# [EXERCISE OBJECTIVE]
Reproduce the stretch of the horn howler thread from "Ralph was over" through "up in a few days.".

** Start of SELECTION **

# Horn howler fron red hat calls



## Rdug113 (Apr 15, 2013)

Rick made my year when he gifted me this gorgeous horn howler! Now if I can only learn to make the right noises with it ! LOL


----------



## dwtrees (Mar 5, 2012)

Nice looking call - Keep practicing and you will get the sound you want.


----------



## 220swift (Mar 2, 2011)

another beautiful horn Rick!!!!


----------



## Rick Howard (Feb 25, 2012)

Well..... He did sand it..... And a few other horns too. If you look close you will see there is a fitting at the base of the reed for a reed protector. Not sure Ralph noticed that yet.....

Ralph was over for a bit this afternoon and is progressing quicky with his new call. He has reached the point of being effective in a few days.


----------



## Rick Howard (Feb 25, 2012)

Thanks Mike. I will have some more finished up in a few days.


----------



## sneakygroundbuzzard (Nov 1, 2012)

now thats what neighbors are for

great looking call


----------



## Rdug113 (Apr 15, 2013)

Yeah, he didn't tell me till I finished sanding the black palm call that I have to make the tone board too! Damn sneaky way to get me into making calls.

** End of SELECTION **
** Start of DATA SHOWN **

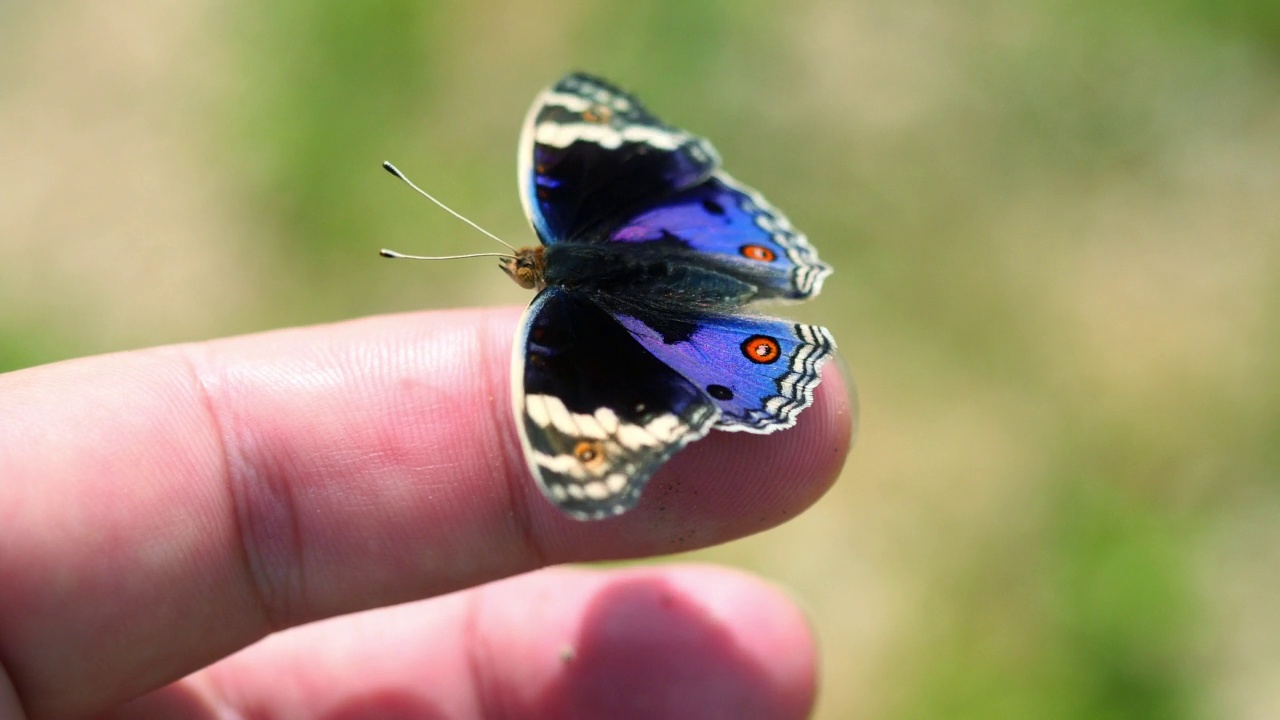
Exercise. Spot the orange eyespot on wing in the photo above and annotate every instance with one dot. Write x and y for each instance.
(758, 253)
(589, 452)
(762, 349)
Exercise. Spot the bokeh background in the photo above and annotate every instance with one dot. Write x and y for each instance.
(1057, 245)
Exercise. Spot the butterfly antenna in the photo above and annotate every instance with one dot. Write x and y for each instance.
(394, 255)
(396, 172)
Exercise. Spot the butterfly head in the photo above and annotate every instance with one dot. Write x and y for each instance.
(528, 267)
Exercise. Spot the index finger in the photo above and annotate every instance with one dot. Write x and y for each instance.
(165, 507)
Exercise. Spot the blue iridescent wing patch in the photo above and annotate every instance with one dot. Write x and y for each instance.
(597, 413)
(726, 218)
(636, 343)
(760, 372)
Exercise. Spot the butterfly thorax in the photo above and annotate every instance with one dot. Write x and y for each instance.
(528, 267)
(634, 274)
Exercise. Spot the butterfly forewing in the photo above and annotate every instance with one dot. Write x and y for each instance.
(590, 154)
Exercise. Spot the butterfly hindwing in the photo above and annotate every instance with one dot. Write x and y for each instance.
(590, 154)
(760, 372)
(735, 224)
(598, 414)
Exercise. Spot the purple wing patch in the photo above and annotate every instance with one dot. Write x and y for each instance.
(760, 372)
(735, 223)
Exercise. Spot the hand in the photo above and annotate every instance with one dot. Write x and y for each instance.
(164, 510)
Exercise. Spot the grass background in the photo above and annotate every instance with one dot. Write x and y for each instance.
(1057, 246)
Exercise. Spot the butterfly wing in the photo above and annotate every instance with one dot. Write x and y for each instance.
(760, 372)
(598, 414)
(736, 227)
(590, 154)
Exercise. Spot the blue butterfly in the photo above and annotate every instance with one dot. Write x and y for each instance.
(635, 343)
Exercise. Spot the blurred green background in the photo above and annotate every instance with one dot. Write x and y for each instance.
(1056, 235)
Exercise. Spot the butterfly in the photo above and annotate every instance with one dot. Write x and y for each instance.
(636, 342)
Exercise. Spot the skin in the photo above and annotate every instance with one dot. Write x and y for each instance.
(170, 516)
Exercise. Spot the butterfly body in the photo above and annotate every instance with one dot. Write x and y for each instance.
(636, 343)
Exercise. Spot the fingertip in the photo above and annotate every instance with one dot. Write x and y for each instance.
(673, 642)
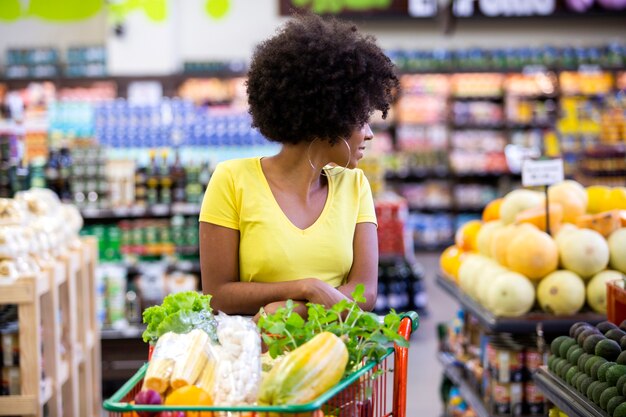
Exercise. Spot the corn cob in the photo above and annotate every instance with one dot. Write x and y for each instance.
(162, 363)
(193, 359)
(206, 381)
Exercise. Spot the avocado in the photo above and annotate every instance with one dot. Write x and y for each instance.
(569, 375)
(573, 353)
(589, 345)
(605, 326)
(585, 384)
(581, 361)
(596, 366)
(580, 339)
(603, 370)
(598, 390)
(621, 382)
(590, 364)
(608, 349)
(615, 334)
(556, 344)
(574, 327)
(565, 345)
(613, 403)
(606, 395)
(620, 410)
(614, 373)
(591, 388)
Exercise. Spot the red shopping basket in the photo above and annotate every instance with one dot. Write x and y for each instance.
(362, 394)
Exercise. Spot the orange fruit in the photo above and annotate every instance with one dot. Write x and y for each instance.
(193, 396)
(492, 210)
(465, 237)
(450, 261)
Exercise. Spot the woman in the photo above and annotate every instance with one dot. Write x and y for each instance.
(288, 226)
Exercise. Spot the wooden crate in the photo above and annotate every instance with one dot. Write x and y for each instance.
(66, 342)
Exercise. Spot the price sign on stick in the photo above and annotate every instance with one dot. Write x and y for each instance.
(542, 172)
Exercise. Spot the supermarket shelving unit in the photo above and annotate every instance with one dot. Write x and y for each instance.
(71, 386)
(550, 324)
(564, 397)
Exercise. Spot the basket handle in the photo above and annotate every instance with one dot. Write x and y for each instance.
(408, 324)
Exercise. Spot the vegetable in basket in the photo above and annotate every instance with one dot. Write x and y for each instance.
(179, 313)
(306, 373)
(365, 336)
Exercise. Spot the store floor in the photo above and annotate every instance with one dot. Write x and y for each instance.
(425, 372)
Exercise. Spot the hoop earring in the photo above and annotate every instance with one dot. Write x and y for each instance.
(332, 167)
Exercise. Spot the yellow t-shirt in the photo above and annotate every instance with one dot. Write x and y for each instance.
(272, 248)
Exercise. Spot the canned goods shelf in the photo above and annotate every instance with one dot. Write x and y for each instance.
(564, 397)
(527, 323)
(452, 369)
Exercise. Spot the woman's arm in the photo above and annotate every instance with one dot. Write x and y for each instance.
(219, 264)
(364, 264)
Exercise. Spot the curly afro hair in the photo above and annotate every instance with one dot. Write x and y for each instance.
(317, 78)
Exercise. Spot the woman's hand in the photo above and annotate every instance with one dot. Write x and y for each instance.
(319, 292)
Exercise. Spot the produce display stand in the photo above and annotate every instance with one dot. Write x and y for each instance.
(363, 393)
(528, 323)
(71, 386)
(564, 397)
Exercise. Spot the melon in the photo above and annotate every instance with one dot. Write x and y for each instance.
(485, 280)
(468, 272)
(561, 234)
(511, 295)
(532, 253)
(502, 238)
(537, 217)
(617, 248)
(584, 252)
(596, 289)
(517, 201)
(577, 188)
(604, 223)
(561, 293)
(573, 204)
(485, 236)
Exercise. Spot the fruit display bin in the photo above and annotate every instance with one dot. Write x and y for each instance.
(363, 393)
(615, 302)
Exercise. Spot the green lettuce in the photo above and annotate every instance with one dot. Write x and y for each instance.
(180, 313)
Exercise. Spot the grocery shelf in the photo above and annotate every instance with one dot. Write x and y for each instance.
(525, 324)
(452, 369)
(131, 332)
(564, 397)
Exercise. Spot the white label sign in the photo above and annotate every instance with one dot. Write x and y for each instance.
(542, 172)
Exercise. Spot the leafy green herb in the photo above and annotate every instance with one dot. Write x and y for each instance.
(179, 313)
(364, 335)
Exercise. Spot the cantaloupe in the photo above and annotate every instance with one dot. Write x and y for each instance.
(561, 293)
(596, 289)
(511, 295)
(537, 217)
(532, 253)
(517, 201)
(502, 238)
(599, 197)
(573, 204)
(468, 272)
(584, 252)
(485, 279)
(617, 249)
(604, 223)
(485, 236)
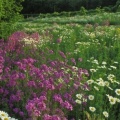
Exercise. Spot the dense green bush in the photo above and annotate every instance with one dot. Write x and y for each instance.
(50, 6)
(9, 14)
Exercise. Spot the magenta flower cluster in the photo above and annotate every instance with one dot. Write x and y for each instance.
(33, 91)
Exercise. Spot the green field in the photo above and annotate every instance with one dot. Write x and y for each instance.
(81, 53)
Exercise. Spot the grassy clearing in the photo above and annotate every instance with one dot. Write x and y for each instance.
(76, 67)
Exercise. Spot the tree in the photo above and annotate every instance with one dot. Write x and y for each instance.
(9, 14)
(9, 9)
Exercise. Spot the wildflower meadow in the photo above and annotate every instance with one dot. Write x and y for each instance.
(64, 68)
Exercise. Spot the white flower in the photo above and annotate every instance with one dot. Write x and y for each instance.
(79, 96)
(84, 100)
(78, 101)
(105, 114)
(91, 97)
(117, 91)
(92, 109)
(111, 77)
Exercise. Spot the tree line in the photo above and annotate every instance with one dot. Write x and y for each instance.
(50, 6)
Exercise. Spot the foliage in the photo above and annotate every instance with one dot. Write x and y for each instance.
(9, 14)
(50, 6)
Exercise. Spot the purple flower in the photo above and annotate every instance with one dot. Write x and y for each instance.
(67, 105)
(41, 106)
(62, 54)
(55, 117)
(47, 117)
(31, 83)
(59, 40)
(58, 98)
(16, 110)
(73, 61)
(21, 113)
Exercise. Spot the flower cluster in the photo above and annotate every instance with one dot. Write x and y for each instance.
(5, 116)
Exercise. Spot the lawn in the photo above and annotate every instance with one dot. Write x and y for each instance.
(62, 68)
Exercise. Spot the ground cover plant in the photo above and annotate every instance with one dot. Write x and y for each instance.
(61, 72)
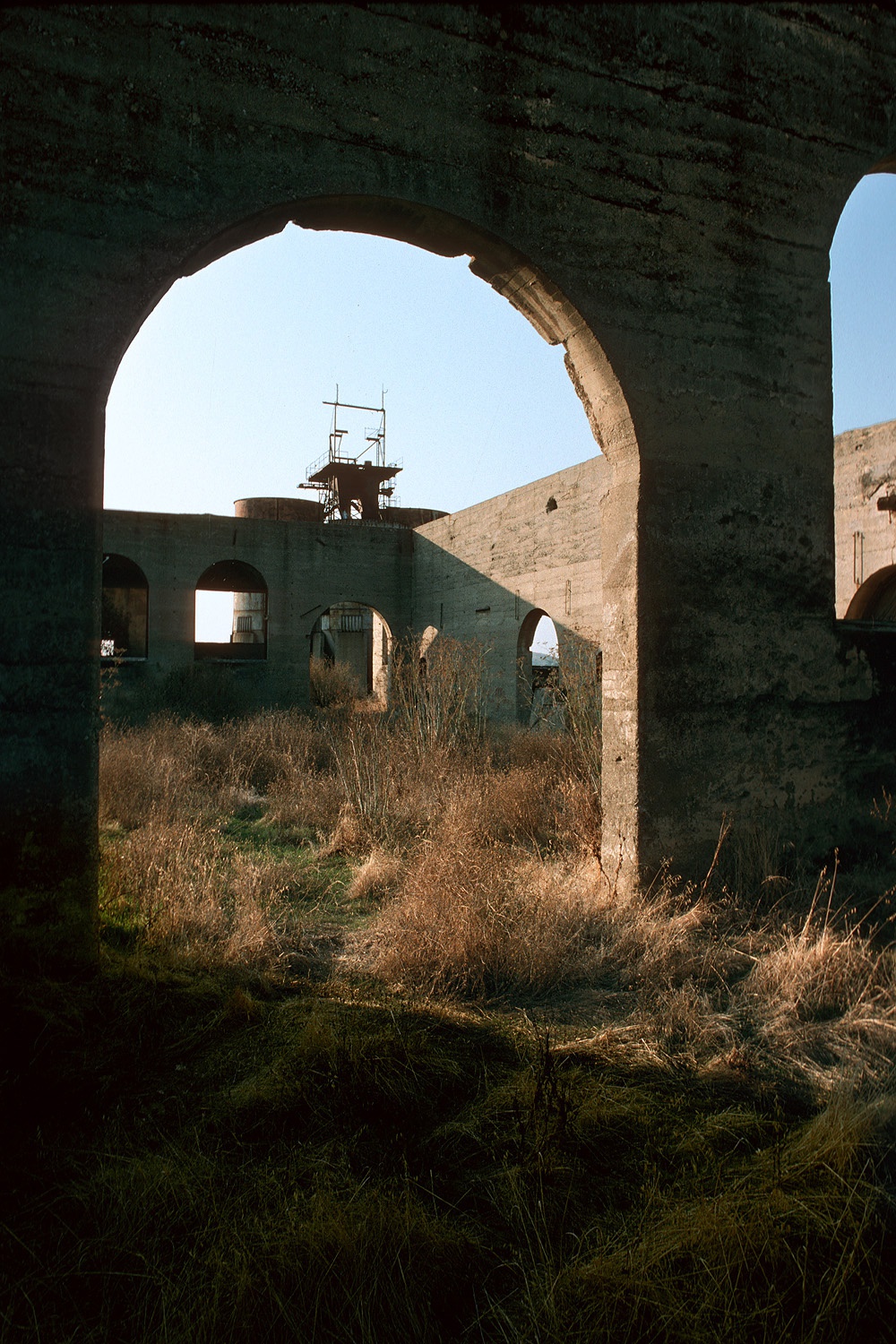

** End of DATA SHOWN **

# [REPLY]
Ralph was over for a bit this afternoon and is progressing quicky with his new call. He has reached the point of being effective in a few days.


----------



## Rick Howard (Feb 25, 2012)

Thanks Mike. I will have some more finished up in a few days.